» Instructions for the task
Reproduce every one of the rows below verbatim, keeping each character and line break unchanged.

----- Listing -----

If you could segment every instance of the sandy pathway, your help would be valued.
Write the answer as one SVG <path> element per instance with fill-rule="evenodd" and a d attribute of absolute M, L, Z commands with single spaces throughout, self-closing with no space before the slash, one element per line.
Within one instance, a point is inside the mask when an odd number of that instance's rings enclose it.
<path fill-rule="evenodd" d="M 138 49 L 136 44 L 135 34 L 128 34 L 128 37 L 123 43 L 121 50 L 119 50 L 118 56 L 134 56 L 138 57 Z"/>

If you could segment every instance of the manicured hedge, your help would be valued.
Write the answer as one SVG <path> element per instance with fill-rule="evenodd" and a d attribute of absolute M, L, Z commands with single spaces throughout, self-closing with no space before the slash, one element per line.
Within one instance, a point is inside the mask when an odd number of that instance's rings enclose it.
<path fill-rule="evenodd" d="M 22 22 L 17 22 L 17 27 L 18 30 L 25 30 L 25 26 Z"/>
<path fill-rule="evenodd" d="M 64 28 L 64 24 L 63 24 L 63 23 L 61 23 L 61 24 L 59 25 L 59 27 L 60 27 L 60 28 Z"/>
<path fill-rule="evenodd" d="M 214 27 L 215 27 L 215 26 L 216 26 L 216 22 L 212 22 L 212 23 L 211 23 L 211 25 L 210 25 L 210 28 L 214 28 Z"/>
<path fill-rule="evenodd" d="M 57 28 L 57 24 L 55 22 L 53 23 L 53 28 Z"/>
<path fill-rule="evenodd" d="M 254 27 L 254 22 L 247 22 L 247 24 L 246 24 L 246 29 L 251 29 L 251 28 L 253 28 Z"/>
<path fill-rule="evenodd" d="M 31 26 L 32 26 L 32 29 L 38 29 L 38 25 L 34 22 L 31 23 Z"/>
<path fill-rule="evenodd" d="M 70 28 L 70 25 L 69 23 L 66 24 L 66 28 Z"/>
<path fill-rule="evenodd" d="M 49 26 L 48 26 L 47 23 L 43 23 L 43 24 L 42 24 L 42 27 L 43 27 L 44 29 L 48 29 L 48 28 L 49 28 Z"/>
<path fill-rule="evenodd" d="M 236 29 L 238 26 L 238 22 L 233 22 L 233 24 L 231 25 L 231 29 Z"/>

-----

» Answer
If you could segment every instance of the sandy pathway, your help would be valued.
Write the answer as one SVG <path> element per instance with fill-rule="evenodd" and a d attribute of absolute M, L, Z commands with single spaces throughout, self-closing with no space before the slash, one element per line.
Within one instance, a point is inside the mask when an odd number of that instance's rings enclose it.
<path fill-rule="evenodd" d="M 138 49 L 136 44 L 135 34 L 128 34 L 128 37 L 123 43 L 121 50 L 119 50 L 118 56 L 134 56 L 138 57 Z"/>

If you could segment every instance of the manicured hedge, your help would be valued.
Write the answer as one SVG <path> element per instance with fill-rule="evenodd" and a d attribute of absolute M, L, Z commands with single spaces throughout, self-closing with no space before the slash, one element per line.
Within one instance, a point is inside the mask when an odd number of that instance's rings enclose it.
<path fill-rule="evenodd" d="M 22 22 L 17 22 L 17 27 L 18 30 L 25 30 L 25 26 Z"/>
<path fill-rule="evenodd" d="M 64 28 L 64 24 L 63 24 L 63 23 L 61 23 L 61 24 L 59 25 L 59 27 L 60 27 L 60 28 Z"/>
<path fill-rule="evenodd" d="M 214 27 L 215 27 L 215 26 L 216 26 L 216 22 L 212 22 L 212 23 L 211 23 L 211 25 L 210 25 L 210 28 L 214 28 Z"/>
<path fill-rule="evenodd" d="M 57 28 L 57 24 L 55 22 L 53 23 L 53 28 Z"/>
<path fill-rule="evenodd" d="M 254 27 L 254 22 L 247 22 L 247 24 L 246 24 L 246 29 L 251 29 L 251 28 L 253 28 Z"/>
<path fill-rule="evenodd" d="M 31 26 L 32 26 L 32 29 L 38 29 L 38 25 L 34 22 L 31 23 Z"/>
<path fill-rule="evenodd" d="M 70 28 L 70 25 L 69 23 L 66 24 L 66 28 Z"/>
<path fill-rule="evenodd" d="M 49 26 L 48 26 L 47 23 L 43 23 L 43 24 L 42 24 L 42 27 L 43 27 L 44 29 L 48 29 L 48 28 L 49 28 Z"/>
<path fill-rule="evenodd" d="M 236 29 L 238 26 L 238 22 L 233 22 L 233 24 L 231 25 L 231 29 Z"/>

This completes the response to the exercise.